SUPPLIED DATA:
▬▬▬▬▬▬▬▬▬▬

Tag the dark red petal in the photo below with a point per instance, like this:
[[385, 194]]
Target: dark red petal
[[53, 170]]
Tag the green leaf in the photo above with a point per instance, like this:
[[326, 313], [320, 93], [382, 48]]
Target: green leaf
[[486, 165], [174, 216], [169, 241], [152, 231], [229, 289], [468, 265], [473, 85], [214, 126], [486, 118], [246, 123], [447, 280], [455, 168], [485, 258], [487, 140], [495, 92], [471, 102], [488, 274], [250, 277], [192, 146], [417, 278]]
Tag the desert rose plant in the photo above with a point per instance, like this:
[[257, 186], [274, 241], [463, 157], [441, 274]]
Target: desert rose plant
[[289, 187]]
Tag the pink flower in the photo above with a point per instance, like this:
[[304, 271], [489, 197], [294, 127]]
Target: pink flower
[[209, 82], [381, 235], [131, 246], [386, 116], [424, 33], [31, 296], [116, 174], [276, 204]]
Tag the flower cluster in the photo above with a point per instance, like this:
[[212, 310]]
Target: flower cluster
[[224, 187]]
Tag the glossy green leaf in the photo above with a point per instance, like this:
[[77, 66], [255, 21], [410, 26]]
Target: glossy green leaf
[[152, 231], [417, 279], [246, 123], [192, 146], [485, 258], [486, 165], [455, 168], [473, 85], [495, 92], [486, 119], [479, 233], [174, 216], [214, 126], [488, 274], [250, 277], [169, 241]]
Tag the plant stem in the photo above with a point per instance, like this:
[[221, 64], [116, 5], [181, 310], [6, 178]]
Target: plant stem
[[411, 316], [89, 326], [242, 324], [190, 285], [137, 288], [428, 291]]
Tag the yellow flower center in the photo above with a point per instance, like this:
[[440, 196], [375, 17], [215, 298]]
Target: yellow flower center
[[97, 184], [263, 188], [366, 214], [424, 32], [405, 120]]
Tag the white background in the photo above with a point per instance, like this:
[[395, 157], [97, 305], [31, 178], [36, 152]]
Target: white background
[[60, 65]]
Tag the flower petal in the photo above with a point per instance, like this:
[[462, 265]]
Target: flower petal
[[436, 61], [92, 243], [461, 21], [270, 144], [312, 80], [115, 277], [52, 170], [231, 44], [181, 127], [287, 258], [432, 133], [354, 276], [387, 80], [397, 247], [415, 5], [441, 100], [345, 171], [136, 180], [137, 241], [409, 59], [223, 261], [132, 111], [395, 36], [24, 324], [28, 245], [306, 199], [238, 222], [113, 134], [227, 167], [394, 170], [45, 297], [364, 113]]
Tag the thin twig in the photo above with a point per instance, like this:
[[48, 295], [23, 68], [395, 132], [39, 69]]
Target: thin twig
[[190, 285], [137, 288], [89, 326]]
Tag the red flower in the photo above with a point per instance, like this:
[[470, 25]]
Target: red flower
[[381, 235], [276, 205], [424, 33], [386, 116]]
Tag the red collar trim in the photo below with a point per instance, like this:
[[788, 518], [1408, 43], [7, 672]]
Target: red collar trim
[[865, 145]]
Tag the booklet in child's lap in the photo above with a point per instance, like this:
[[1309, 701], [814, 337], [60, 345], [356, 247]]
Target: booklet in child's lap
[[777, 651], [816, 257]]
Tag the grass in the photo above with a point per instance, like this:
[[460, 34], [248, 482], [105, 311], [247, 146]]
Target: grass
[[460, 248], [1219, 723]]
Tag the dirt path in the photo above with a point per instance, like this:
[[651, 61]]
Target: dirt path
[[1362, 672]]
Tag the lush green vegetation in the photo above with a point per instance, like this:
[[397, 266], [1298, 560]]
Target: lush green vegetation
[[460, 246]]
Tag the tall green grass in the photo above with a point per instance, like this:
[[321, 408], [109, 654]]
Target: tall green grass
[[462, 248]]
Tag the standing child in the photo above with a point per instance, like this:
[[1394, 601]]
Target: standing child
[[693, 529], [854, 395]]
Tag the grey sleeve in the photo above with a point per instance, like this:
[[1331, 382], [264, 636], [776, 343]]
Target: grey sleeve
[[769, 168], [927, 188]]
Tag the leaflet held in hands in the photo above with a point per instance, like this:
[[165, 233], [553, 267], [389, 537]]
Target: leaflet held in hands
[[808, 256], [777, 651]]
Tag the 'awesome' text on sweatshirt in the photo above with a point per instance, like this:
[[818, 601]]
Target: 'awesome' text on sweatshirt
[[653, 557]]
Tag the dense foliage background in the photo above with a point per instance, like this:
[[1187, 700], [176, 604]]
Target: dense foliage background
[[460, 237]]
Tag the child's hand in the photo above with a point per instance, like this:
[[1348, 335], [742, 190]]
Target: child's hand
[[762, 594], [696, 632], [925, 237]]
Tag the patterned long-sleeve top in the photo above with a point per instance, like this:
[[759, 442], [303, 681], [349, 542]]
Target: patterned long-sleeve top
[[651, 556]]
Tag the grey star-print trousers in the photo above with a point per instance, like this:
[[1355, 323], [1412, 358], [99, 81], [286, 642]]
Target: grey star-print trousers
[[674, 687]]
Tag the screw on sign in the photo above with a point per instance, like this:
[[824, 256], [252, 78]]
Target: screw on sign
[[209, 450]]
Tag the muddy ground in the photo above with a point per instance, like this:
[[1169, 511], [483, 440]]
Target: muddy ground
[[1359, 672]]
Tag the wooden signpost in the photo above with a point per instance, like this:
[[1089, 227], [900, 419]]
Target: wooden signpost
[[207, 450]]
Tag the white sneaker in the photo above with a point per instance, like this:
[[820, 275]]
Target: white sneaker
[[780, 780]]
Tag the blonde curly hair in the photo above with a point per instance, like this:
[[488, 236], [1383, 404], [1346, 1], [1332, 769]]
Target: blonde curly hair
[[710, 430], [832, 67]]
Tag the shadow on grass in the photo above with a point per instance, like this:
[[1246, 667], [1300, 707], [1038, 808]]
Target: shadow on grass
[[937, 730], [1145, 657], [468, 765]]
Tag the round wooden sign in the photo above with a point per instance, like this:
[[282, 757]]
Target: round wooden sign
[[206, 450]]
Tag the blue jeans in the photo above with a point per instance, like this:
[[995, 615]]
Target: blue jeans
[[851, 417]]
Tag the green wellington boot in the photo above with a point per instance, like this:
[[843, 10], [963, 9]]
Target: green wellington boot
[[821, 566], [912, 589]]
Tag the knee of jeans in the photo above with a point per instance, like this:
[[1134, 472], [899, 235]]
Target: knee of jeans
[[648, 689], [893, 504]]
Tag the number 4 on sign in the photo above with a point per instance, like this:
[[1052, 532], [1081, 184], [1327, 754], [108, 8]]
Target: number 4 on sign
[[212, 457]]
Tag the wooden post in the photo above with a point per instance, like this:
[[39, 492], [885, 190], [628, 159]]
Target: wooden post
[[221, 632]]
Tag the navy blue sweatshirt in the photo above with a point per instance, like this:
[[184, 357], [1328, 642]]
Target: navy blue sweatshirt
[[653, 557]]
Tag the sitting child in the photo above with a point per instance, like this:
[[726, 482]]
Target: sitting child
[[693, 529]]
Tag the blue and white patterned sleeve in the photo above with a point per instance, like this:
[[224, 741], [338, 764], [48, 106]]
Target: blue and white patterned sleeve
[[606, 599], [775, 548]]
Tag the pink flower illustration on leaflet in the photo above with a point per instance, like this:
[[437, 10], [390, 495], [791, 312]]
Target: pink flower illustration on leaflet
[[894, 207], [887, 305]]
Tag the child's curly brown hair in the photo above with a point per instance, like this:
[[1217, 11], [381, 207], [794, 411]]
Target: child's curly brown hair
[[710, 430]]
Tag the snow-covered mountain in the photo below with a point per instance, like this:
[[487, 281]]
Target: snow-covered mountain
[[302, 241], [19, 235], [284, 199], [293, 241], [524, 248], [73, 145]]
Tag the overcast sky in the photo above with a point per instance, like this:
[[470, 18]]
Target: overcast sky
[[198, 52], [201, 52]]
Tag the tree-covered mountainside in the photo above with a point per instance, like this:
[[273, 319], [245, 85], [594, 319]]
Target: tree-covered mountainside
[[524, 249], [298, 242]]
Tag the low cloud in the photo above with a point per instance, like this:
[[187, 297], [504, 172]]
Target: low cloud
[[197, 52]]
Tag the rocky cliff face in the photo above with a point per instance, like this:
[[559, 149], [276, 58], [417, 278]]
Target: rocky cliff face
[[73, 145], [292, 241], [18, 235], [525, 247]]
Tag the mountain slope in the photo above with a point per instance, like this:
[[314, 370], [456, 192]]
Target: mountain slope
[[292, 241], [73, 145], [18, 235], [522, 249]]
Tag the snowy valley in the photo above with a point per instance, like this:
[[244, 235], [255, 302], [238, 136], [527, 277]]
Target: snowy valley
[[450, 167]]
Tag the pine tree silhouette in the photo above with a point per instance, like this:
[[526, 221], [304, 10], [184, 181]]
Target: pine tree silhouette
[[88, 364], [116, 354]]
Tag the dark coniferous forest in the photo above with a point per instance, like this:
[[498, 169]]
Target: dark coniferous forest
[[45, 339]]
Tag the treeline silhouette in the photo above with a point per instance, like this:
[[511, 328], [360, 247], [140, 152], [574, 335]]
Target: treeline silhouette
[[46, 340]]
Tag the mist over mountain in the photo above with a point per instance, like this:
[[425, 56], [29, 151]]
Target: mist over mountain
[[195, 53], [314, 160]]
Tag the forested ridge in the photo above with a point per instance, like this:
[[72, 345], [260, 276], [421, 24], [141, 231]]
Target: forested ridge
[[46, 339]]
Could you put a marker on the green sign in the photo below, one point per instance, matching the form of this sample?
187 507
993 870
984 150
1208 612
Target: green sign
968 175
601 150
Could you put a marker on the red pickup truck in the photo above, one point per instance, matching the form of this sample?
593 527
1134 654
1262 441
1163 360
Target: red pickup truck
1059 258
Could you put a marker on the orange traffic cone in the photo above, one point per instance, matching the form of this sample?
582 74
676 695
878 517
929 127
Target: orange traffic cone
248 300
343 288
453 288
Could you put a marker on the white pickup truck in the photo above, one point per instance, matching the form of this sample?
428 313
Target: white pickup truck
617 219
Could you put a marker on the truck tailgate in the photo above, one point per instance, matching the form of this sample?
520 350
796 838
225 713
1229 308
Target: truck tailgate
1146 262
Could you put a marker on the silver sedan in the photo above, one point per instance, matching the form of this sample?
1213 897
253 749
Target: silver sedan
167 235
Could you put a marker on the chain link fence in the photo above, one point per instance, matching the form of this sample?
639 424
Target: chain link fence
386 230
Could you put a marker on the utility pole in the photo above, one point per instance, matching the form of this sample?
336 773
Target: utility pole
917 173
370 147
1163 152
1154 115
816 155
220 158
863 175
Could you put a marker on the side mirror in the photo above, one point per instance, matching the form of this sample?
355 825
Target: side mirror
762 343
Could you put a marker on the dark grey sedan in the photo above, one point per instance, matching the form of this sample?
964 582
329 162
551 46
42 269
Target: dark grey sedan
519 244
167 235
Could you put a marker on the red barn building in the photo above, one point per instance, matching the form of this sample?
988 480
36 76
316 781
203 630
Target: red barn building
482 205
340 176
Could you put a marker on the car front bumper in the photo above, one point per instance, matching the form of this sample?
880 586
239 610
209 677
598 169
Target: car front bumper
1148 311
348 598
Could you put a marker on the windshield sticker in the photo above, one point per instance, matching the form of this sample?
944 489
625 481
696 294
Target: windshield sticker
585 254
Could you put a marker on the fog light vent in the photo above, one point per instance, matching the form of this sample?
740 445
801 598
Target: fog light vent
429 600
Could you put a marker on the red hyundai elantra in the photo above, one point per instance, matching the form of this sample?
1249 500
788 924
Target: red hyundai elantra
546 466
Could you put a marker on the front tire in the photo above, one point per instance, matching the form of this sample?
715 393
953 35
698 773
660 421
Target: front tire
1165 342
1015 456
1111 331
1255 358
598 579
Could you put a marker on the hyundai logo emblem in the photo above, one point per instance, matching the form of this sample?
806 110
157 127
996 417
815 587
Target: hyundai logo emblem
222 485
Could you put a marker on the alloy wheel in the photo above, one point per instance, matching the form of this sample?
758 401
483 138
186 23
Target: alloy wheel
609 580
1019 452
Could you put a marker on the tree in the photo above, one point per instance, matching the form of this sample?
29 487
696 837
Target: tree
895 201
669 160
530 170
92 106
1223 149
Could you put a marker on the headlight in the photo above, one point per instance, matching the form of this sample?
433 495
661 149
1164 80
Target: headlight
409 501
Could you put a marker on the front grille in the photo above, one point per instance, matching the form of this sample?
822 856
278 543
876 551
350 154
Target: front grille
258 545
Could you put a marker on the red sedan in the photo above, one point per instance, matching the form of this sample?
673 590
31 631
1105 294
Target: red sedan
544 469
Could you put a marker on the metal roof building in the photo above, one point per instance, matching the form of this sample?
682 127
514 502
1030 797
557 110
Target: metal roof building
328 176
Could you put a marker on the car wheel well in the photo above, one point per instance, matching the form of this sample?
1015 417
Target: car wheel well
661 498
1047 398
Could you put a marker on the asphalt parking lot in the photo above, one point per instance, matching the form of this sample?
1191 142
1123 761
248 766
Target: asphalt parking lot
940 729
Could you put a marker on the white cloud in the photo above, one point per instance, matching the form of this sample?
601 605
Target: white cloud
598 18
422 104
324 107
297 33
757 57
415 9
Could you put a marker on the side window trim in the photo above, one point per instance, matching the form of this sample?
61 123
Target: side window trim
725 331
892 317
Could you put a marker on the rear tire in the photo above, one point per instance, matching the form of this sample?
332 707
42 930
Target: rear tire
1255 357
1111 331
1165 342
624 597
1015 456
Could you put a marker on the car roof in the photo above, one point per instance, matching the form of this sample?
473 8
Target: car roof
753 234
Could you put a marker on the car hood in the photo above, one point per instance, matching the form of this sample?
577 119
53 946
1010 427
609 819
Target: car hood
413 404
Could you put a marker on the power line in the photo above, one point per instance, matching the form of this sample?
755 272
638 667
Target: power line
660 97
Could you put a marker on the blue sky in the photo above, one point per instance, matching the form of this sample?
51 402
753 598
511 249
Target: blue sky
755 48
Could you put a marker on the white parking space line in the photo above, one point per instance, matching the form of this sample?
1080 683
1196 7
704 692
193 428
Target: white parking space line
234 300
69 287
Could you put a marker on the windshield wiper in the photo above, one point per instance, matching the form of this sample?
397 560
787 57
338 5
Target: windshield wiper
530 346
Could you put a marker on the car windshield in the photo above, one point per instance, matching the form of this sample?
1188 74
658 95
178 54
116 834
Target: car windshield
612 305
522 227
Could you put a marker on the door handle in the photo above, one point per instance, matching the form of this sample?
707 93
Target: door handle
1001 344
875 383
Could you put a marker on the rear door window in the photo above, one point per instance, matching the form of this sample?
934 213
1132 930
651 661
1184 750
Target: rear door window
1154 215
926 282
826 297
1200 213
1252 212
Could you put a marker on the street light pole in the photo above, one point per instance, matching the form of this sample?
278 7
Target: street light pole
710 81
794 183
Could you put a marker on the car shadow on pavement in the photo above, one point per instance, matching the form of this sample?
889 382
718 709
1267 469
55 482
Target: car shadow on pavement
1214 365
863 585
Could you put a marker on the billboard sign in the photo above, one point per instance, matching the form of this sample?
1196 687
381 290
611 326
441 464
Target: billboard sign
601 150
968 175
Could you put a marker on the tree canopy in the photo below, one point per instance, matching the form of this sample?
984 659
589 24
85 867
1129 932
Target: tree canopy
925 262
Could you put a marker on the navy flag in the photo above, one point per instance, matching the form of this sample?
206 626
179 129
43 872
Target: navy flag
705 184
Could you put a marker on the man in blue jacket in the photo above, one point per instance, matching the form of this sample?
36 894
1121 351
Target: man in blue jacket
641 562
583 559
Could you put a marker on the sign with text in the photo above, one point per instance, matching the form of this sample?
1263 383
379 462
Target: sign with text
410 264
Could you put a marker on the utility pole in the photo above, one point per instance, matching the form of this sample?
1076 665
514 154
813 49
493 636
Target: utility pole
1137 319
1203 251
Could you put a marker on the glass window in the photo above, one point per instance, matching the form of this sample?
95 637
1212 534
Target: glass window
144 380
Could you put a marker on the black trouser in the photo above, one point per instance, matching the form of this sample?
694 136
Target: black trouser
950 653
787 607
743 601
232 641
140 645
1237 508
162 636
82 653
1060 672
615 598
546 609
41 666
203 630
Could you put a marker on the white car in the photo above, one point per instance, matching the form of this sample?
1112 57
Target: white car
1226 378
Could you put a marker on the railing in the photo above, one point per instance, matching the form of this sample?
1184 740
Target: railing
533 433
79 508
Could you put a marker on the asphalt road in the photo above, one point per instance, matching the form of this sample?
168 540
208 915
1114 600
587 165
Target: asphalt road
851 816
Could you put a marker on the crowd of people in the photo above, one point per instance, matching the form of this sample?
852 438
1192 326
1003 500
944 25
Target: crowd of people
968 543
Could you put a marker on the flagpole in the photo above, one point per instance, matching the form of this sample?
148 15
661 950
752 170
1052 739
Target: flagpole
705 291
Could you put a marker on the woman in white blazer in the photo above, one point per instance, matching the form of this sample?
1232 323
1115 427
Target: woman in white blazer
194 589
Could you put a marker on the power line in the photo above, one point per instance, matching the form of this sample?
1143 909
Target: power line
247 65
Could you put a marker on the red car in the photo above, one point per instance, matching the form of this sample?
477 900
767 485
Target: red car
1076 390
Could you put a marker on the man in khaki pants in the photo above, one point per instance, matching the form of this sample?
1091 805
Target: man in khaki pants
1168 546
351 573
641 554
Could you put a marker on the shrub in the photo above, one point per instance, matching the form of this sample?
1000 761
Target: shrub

▬▬▬▬▬▬▬▬▬▬

Convert the material above, from its first line through the line containing "146], [417, 278]]", into a JSON list of strings with one string per line and blank lines left out. Include only those lines.

[
  "Tag the dark red petal in the photo below with a point per instance, like this:",
  "[[385, 194]]",
  "Target: dark red petal",
  "[[53, 170]]",
  "Tag the green leaf in the photo above with a point per instance, like this:",
  "[[326, 313], [320, 93], [382, 48]]",
  "Target: green leaf",
  "[[486, 165], [174, 216], [169, 241], [152, 231], [229, 289], [468, 265], [473, 85], [214, 126], [486, 118], [246, 123], [447, 280], [455, 168], [485, 258], [487, 140], [495, 92], [471, 102], [488, 274], [250, 277], [192, 146], [417, 278]]"
]